EXTRACT PROVIDED:
● ● ● ● ●
Tuesday, November 1, 2011

The Power and Weakness of Fiction: The Purple Rose of Cairo (Woody Allen, 1985)

** Some spoilers ahead for both The Purple Rose of Cairo and Midnight in Paris **

"If you want a happy ending, you should go see a Hollywood movie," says Judah Rosenthal (Martin Landau), in Woody Allen's Crimes and Misdemeanors (1989).  Happy endings.  Beautiful people.  Beautiful people who fall in love, who say all the right things, who have plenty of money – those are things Cecilia (Mia Farrow) in Allen’s earlier film The Purple Rose of Cairo (1985) goes to see when she goes to the movies.  For Cecilia’s own life in New Jersey in the 1930’s doesn’t offer her much to speak of in the way of luxury, love, beauty, or wit.  Her husband spends his days with the fellas, making a game of throwing rocks at walls instead of scrabbling for what little work there is to be found, and he spends his nights belittling Cecilia, beating her when he’s irritated, and taking her money out of her hands for himself.  Cecilia spends her days as a waitress, daydreaming about the films she’s seen, 

about the films she will escape into when she gets off work and before she has to go home to her husband; the cinema is a refuge, the place where she might, momentarily, forget the life she leads and immerse herself into a more beautiful life.  Cecilia becomes particularly captivated by a new film, The Purple Rose of Cairo, and she goes to see it over and over again, memorizing every line, every inch of footage.  One evening, however, the film changes – it goes off script: a minor character, Tom Baxter, walks off the screen.  

He’s noticed Cecilia, and he’s in love with her.    And she’s not just dreaming; it’s not that the she’s become so immersed in the film that Tom’s exit from the film seems real only to her – it is real: the character from the screen really loves her and really wants to - and somehow can - leave the world of the film to be with her. 

What follows is utter delight to anyone who has been enchanted by any fictional world and who has wished - believed for a moment, even - that that world is real.  For isn’t it true, that when we are immersed in a good story, there is no need to force a suspension of disbelief?  The disbelief simply disappears and belief takes its place, unaided by volitional force.  Yes, that belief may be a matter of seconds, but it’s there – we do, truly, believe what we are seeing on the screen or what we are reading in a book or what we are seeing on the stage.  There are no little black marks on a page representing character and story, there are no actors playing characters and saying lines, only real people living naturally, speaking spontaneously.   Signifier and signified are one.  Here, in this film, Woody Allen plays joyfully - and yes, mischievously - with our desires for a fictional world, with our dips into belief in those other worlds.
● ● ● ● ●
EXTRACTED DATA:
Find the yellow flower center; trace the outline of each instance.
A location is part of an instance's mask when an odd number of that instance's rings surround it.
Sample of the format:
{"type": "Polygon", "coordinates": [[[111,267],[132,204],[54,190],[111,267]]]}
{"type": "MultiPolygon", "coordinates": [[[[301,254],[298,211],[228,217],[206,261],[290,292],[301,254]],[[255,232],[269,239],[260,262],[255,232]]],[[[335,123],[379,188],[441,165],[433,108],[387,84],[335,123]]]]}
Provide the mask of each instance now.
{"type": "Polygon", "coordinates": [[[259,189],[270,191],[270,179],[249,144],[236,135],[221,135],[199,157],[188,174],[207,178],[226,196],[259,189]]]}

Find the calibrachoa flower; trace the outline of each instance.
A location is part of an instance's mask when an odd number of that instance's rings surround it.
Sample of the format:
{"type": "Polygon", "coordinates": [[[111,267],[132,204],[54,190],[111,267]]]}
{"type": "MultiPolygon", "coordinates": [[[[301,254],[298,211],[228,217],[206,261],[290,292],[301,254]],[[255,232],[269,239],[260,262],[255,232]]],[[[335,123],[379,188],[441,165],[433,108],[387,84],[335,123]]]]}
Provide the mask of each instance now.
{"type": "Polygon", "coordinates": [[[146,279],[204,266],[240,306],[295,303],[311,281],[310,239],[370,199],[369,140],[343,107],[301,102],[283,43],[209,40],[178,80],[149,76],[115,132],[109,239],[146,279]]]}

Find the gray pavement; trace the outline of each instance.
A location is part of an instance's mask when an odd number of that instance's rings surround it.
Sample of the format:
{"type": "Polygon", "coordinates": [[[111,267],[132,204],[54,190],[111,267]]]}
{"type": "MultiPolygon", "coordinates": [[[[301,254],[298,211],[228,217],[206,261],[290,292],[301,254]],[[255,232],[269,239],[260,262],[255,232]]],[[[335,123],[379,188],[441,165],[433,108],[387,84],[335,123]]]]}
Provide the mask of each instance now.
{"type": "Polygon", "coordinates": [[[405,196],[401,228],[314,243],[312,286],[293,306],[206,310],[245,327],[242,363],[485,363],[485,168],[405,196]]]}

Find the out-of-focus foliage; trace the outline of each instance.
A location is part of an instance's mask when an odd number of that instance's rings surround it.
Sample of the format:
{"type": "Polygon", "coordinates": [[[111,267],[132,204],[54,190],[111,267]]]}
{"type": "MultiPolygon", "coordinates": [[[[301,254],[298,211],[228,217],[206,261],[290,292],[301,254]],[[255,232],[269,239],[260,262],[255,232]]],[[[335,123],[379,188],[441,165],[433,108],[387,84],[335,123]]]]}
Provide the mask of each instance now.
● ● ● ● ●
WORK INSTRUCTIONS: Revise the essay's passage from "He’s noticed Cecilia, and" up to and including "be with her." so that "dreaming" becomes "imagining". Rely only on the essay about The Purple Rose of Cairo, not on the records.

FULL RESPONSE:
He’s noticed Cecilia, and he’s in love with her.    And she’s not just imagining; it’s not that the she’s become so immersed in the film that Tom’s exit from the film seems real only to her – it is real: the character from the screen really loves her and really wants to - and somehow can - leave the world of the film to be with her.